* **Page excerpt**
====================

Kandel’s Memory

In Search of Memory: The Emergence of a New Science of Mind Admittedly, it took me six months to finish, but I finally plowed through the final quarter of Eric Kandel’s In Search of Memory tonight in an urge to get to reading other books. Unlike many readers that I know, I don’t read multiple books at once; my dogged unwillingness to not give up on reading this has forestalled a number of other things. That, and the fact that I’ve been insanely busy since September and have largely fallen out of the habit of reading at long stretches since I’ve entered my twenties. I read a lot in my teens, and while I still read a fair amount now, it’s far more stuff in short bits—blog entries, magazine articles, Wikipedia entries. Yes, I’ve forsaken the pleasure of engulfing myself into the world of a book because I’m too busy worrying about not knowing other things that are going on!

I’d be interested to see what Kandel, an historian and a psychoanalyst by initial training and initial career, would have to say about my reading habits. I think that he’d argue that they’re an outcropping of my neuroses. I think that he’d also consider that, after my initial exuberance to plow through his tome, the death of my sister-in-law not two weeks later interrupted the reading and provided an unrelated but associated event in my brain that made it difficult for me to come back to the book. Even tonight, as I pulled the book out of my backpack—where it had been since my trip to Houston six weeks ago, during which it never was even opened—I recoiled a little. But I resolved to finish it, and I have.

====================

* **Exercise data**
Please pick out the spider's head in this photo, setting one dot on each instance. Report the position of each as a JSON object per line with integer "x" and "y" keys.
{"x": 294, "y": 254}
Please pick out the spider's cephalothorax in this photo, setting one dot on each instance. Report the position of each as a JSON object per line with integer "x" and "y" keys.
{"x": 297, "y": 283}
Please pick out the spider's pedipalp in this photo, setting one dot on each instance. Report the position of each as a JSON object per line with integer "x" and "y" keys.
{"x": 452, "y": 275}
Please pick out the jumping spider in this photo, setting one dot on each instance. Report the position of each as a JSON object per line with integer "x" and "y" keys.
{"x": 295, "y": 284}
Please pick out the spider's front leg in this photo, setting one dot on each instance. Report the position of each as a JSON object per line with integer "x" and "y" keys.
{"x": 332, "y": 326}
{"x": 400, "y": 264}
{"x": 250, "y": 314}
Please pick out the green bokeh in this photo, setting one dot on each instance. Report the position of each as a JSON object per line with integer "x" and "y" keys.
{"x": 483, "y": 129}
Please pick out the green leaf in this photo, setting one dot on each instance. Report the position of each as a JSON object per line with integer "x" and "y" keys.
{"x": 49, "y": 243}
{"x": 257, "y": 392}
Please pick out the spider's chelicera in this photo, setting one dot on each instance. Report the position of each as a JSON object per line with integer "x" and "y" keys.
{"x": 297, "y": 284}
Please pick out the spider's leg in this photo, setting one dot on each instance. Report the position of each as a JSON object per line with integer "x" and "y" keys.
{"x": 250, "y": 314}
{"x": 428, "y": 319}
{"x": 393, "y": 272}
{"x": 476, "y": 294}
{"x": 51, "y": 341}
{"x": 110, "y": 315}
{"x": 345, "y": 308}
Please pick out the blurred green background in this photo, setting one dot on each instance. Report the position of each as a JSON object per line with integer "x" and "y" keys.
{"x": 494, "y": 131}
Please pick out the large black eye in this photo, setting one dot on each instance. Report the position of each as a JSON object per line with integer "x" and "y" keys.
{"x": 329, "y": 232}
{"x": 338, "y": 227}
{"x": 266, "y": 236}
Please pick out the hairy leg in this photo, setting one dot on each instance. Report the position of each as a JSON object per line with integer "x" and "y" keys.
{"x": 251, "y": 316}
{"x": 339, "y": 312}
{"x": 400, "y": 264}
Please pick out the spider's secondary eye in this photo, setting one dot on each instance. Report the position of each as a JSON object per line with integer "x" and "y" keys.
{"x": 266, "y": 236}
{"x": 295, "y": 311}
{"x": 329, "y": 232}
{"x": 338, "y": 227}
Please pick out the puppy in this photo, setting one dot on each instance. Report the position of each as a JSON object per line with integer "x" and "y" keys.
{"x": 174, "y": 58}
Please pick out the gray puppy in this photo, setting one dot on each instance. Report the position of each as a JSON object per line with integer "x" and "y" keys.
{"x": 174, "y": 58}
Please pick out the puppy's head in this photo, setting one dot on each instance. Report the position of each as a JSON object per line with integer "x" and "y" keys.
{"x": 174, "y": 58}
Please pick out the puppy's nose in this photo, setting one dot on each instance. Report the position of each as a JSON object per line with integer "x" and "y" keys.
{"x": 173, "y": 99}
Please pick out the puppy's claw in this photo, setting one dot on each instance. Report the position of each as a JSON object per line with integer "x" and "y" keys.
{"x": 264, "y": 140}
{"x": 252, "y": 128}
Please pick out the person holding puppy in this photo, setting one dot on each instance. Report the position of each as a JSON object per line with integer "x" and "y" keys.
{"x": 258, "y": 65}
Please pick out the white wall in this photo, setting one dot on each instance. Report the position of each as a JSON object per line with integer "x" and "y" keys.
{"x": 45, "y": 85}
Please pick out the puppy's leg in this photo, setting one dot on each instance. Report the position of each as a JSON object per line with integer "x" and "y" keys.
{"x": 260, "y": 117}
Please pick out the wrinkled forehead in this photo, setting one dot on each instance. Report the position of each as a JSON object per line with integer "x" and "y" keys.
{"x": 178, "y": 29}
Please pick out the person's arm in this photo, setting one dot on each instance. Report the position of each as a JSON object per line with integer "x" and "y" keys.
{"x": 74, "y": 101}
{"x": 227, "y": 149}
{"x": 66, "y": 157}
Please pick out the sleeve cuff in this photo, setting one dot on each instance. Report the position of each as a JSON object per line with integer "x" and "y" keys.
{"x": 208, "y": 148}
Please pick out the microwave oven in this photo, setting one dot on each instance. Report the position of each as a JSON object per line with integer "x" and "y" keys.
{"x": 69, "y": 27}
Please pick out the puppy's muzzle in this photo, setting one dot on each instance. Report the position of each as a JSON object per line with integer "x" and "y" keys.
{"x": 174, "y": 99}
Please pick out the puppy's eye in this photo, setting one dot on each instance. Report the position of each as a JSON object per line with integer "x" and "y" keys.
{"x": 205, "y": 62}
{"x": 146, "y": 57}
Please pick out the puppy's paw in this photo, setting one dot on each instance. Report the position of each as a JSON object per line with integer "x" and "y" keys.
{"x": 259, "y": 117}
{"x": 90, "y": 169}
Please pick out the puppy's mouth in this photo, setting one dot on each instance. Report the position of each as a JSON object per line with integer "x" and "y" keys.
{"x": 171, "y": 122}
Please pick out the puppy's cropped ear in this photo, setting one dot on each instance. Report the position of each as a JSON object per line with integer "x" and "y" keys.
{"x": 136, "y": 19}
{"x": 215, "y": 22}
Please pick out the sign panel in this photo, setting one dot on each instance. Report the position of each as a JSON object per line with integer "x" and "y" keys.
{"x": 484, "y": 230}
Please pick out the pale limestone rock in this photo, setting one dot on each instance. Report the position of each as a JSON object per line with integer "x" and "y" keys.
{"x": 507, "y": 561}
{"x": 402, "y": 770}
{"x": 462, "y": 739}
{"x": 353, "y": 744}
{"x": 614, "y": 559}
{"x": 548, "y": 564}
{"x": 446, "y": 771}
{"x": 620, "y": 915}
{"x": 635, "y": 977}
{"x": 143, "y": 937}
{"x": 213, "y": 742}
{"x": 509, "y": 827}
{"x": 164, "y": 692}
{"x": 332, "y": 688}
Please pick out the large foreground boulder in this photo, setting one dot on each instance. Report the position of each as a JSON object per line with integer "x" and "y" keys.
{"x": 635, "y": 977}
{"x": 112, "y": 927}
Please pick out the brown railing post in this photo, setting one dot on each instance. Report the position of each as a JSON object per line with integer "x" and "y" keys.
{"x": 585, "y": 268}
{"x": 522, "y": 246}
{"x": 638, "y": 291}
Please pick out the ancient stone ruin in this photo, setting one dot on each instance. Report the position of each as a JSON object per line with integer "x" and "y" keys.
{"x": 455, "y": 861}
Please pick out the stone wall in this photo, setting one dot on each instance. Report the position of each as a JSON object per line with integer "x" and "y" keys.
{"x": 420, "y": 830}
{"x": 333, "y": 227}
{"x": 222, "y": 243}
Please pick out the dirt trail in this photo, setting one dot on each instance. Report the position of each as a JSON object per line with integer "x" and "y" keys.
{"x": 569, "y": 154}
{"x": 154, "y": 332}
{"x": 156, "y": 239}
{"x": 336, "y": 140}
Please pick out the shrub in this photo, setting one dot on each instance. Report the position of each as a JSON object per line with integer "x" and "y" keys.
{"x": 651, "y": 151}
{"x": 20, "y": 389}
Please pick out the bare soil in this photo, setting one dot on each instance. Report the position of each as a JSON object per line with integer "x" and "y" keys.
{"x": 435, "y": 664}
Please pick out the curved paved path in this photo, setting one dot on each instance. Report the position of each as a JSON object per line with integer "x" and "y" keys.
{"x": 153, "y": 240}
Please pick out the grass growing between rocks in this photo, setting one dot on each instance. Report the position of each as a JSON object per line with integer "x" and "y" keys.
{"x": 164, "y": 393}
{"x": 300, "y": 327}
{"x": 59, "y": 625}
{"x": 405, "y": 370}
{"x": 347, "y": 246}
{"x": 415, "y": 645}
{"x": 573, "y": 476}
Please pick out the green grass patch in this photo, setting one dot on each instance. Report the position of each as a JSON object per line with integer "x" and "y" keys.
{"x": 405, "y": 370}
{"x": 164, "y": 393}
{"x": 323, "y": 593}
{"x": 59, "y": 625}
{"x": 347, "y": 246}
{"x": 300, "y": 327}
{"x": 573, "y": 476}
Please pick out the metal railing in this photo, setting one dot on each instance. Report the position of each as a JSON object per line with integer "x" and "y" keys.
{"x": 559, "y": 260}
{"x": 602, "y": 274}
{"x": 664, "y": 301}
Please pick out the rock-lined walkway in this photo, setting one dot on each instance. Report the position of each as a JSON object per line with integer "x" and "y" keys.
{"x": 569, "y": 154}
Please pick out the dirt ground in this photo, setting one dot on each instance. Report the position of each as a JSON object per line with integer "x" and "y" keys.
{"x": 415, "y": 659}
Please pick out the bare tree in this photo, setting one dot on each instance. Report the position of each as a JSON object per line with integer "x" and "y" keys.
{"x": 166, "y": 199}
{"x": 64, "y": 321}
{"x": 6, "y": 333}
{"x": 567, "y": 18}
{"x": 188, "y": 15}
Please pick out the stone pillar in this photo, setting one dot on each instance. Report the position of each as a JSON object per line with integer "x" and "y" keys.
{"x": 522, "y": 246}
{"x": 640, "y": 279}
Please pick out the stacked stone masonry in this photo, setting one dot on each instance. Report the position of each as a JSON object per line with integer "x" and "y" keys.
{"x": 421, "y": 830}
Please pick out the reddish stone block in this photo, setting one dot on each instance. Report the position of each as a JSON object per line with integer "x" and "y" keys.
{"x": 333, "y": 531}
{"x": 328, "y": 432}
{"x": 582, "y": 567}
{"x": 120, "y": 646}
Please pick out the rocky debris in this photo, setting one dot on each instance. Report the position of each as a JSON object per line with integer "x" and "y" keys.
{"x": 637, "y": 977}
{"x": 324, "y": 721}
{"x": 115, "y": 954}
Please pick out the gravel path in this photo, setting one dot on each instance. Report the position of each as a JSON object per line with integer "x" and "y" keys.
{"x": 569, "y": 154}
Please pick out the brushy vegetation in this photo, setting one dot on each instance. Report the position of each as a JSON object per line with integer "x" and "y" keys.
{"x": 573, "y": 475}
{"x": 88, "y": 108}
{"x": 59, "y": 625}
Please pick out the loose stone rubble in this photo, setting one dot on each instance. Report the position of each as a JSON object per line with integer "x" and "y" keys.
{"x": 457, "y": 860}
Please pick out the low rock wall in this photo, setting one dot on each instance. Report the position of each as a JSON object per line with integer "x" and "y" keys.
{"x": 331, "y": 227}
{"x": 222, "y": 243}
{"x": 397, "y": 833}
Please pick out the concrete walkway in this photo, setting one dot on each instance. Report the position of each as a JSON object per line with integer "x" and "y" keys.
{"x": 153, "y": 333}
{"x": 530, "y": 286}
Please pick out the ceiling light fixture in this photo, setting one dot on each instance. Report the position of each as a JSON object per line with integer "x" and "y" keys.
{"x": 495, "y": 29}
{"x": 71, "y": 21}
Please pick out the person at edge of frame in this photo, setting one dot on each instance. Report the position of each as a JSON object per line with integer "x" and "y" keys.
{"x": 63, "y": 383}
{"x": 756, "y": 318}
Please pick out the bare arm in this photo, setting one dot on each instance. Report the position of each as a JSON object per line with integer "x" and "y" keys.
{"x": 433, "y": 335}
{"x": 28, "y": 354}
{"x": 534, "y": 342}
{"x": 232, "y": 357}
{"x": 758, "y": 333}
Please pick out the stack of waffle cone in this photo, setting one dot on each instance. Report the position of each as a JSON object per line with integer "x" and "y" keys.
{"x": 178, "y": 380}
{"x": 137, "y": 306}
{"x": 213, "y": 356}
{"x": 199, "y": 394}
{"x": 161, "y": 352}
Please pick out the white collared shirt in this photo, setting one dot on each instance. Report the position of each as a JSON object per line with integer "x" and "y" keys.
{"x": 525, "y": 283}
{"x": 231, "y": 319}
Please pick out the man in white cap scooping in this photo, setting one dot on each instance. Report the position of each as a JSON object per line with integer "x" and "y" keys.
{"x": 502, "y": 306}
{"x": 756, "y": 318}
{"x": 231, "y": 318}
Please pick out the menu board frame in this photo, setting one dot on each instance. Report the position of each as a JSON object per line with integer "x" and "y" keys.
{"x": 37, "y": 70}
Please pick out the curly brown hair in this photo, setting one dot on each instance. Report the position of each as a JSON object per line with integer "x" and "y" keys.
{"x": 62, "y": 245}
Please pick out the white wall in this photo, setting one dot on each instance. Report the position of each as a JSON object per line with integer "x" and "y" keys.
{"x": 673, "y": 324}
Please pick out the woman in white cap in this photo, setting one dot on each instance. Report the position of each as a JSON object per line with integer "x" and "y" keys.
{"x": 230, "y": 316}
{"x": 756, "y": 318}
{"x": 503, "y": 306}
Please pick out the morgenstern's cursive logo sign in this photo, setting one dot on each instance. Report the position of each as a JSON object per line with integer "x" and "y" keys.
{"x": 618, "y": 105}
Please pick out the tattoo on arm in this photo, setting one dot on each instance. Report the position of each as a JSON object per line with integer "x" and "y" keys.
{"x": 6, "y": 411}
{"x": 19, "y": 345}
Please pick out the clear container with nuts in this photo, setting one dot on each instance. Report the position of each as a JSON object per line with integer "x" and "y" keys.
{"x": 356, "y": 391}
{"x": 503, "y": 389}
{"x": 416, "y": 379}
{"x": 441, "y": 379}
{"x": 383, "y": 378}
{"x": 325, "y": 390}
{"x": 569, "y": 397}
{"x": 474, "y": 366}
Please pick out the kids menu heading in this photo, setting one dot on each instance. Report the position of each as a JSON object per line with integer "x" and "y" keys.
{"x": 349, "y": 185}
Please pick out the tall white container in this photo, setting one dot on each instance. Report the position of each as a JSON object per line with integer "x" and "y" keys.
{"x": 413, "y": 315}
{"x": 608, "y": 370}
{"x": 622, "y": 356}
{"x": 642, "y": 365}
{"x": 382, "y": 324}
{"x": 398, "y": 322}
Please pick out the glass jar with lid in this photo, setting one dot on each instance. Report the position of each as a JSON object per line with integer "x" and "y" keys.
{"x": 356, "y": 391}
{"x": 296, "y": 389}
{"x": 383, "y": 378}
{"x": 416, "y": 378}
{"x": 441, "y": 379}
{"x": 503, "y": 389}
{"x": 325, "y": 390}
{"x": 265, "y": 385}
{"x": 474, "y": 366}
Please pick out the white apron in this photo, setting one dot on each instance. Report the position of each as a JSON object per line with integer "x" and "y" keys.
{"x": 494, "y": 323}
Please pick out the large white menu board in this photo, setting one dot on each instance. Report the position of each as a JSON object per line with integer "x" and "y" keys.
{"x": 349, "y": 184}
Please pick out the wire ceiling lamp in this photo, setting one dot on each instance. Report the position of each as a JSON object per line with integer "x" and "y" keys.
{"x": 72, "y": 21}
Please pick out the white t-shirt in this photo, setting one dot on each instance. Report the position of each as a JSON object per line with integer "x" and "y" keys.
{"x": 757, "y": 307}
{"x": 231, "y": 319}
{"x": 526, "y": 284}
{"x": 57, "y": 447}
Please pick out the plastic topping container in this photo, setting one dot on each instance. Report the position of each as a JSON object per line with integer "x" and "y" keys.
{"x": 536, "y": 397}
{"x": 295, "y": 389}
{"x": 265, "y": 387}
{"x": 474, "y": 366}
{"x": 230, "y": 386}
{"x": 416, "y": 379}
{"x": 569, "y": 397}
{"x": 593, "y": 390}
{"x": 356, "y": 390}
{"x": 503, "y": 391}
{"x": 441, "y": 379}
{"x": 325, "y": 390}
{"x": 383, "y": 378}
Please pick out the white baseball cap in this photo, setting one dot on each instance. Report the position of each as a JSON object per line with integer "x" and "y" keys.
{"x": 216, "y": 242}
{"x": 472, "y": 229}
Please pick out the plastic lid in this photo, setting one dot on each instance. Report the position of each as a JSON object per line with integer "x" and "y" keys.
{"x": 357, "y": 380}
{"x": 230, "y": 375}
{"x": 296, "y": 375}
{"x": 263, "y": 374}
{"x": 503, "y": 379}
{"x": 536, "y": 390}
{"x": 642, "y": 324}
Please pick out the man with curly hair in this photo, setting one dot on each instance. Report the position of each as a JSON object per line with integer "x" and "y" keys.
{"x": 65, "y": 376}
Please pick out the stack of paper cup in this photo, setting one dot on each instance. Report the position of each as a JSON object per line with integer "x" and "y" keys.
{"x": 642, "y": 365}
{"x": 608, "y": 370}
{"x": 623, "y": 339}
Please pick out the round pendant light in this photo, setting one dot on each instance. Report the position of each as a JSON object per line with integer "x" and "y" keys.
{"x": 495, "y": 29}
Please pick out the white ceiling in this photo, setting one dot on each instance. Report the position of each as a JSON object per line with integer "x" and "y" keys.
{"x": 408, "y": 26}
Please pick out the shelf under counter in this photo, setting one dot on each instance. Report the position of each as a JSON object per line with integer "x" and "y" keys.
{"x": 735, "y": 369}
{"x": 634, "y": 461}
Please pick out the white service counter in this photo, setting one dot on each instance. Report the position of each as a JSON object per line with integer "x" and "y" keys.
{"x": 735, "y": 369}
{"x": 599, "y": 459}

====================

* **The problem**
Write out the blog post titled "Kandel’s Memory" again in full, word for word from the title to the last sentence.

* **Answer box**
Kandel’s Memory

In Search of Memory: The Emergence of a New Science of Mind Admittedly, it took me six months to finish, but I finally plowed through the final quarter of Eric Kandel’s In Search of Memory tonight in an urge to get to reading other books. Unlike many readers that I know, I don’t read multiple books at once; my dogged unwillingness to not give up on reading this has forestalled a number of other things. That, and the fact that I’ve been insanely busy since September and have largely fallen out of the habit of reading at long stretches since I’ve entered my twenties. I read a lot in my teens, and while I still read a fair amount now, it’s far more stuff in short bits—blog entries, magazine articles, Wikipedia entries. Yes, I’ve forsaken the pleasure of engulfing myself into the world of a book because I’m too busy worrying about not knowing other things that are going on!

I’d be interested to see what Kandel, an historian and a psychoanalyst by initial training and initial career, would have to say about my reading habits. I think that he’d argue that they’re an outcropping of my neuroses. I think that he’d also consider that, after my initial exuberance to plow through his tome, the death of my sister-in-law not two weeks later interrupted the reading and provided an unrelated but associated event in my brain that made it difficult for me to come back to the book. Even tonight, as I pulled the book out of my backpack—where it had been since my trip to Houston six weeks ago, during which it never was even opened—I recoiled a little. But I resolved to finish it, and I have.